──────── Records to use ────────

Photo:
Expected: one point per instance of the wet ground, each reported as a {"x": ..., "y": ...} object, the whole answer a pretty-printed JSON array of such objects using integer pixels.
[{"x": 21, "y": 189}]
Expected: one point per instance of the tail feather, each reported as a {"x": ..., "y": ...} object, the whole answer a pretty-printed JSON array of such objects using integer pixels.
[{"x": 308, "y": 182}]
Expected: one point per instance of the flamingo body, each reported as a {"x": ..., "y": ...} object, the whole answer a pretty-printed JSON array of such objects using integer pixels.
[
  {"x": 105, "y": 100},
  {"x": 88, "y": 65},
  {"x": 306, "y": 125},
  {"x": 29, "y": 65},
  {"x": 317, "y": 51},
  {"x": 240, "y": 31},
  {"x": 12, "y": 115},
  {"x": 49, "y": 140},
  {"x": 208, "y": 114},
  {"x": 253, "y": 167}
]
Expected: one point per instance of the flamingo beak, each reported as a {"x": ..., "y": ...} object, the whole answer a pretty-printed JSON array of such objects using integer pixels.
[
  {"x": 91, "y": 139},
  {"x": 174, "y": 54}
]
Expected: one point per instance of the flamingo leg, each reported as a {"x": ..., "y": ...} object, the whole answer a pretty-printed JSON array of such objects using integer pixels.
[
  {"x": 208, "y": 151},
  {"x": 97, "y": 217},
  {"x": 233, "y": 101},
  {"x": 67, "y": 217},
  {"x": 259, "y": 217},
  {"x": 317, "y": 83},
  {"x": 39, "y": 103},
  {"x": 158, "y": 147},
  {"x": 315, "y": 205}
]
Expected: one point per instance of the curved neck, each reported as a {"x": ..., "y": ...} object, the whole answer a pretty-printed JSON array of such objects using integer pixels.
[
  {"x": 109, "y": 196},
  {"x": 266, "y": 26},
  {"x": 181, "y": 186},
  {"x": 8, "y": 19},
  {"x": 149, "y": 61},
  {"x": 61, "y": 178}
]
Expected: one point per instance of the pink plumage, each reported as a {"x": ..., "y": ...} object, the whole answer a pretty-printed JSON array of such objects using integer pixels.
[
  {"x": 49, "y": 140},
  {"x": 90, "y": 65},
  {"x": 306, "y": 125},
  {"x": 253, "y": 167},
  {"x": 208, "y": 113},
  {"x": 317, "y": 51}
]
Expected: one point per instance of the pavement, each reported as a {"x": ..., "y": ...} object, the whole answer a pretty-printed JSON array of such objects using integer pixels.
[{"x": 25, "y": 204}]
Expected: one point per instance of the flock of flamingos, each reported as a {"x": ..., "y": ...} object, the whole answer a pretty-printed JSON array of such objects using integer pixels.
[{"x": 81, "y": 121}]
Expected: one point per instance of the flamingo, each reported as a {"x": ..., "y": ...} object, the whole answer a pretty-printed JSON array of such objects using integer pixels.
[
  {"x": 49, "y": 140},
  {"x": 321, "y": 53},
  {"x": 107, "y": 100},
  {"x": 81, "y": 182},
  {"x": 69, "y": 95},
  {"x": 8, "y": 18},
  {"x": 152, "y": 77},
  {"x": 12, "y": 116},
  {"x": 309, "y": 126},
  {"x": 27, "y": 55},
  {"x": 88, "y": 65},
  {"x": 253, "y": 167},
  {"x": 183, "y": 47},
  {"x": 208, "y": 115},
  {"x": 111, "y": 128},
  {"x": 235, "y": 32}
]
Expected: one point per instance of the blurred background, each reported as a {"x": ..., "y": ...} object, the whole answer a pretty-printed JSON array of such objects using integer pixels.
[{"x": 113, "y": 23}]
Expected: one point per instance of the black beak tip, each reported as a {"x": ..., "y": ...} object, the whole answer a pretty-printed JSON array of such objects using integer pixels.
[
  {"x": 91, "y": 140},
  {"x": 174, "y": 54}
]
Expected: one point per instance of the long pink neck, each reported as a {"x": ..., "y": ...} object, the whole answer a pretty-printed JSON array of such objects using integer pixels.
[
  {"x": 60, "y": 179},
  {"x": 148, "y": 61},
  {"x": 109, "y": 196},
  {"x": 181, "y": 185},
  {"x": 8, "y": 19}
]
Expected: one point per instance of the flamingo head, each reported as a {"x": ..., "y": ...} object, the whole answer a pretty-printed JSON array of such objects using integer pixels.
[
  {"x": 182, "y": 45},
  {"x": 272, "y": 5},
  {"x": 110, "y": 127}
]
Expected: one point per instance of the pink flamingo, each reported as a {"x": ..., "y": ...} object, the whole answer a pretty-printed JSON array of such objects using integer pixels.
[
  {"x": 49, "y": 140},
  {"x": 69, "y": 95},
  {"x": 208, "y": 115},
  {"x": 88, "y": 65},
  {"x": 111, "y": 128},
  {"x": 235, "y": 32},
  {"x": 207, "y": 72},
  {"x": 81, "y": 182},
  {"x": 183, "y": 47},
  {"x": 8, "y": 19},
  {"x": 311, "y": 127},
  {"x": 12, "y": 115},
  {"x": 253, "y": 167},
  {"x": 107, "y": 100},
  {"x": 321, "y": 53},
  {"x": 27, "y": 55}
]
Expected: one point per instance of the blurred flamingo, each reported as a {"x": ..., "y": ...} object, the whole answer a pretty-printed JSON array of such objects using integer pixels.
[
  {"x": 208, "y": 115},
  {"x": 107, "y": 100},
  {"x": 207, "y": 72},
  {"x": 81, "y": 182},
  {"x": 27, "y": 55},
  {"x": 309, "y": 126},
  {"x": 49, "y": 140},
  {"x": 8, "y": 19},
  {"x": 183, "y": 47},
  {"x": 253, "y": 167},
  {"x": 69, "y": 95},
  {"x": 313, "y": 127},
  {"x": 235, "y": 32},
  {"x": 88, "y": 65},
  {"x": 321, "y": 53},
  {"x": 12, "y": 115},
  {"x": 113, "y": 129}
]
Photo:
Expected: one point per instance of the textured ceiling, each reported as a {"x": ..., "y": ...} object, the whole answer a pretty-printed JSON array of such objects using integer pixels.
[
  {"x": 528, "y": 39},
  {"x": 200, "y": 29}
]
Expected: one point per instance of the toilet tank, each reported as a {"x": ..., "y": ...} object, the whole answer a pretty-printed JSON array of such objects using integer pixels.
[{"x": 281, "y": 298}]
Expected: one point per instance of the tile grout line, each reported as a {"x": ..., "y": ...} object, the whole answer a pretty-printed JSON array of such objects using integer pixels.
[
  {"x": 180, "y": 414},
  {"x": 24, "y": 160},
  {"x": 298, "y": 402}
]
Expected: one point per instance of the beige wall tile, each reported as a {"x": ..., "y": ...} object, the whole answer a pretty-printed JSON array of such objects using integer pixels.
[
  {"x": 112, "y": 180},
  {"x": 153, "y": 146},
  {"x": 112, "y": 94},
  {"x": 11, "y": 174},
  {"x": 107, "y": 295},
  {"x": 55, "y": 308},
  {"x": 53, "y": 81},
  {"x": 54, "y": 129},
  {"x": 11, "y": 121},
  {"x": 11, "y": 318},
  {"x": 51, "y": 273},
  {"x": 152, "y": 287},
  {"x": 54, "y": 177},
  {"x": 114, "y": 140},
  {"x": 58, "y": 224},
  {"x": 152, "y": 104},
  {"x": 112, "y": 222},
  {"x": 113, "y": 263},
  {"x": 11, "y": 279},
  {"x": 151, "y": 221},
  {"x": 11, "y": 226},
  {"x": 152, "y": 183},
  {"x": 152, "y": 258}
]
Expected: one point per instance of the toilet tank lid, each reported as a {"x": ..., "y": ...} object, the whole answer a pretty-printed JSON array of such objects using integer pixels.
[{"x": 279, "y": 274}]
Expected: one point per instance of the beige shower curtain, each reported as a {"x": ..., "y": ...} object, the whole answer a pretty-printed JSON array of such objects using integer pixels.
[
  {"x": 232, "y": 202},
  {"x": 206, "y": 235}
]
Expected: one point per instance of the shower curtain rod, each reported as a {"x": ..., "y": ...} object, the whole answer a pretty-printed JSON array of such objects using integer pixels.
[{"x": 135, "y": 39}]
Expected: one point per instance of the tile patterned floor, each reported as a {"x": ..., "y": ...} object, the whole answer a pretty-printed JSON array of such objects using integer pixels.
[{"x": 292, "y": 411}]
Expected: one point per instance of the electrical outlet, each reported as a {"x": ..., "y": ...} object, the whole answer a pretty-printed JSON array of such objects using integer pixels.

────────

Everything from the line with "Expected: one point per instance of the toilet tank lid, each" to the end of the listing above needs to be duplicated exactly, both end lines included, with nothing more.

Expected: one point per instance of the toilet tank lid, each reported as a {"x": ..., "y": ...} object, the whole answer a pretty-printed JSON array of such objects using integer pixels.
[{"x": 279, "y": 274}]
Expected: one point per instance of the beige shower curtain, each reported as a {"x": ..., "y": ...} object, the whole answer a pretty-printed JSON array of such objects using integer pixels.
[
  {"x": 232, "y": 202},
  {"x": 206, "y": 235}
]
Expected: one point per instance of the shower curtain rod, each reported as a {"x": ..., "y": ...} object, the whole answer a pretty-printed JSON array of such objects using integer pixels.
[{"x": 135, "y": 39}]
Expected: one point per instance of the tile patterned floor, each reported as a {"x": ..., "y": ...} object, the whole answer a pretty-printed JSON array of such objects using integer pixels.
[{"x": 292, "y": 411}]
Expected: one point per instance of the electrical outlet, each reported as a {"x": ..., "y": ...} object, the whole answer a pretty-printed JSON array of such objects using integer pixels.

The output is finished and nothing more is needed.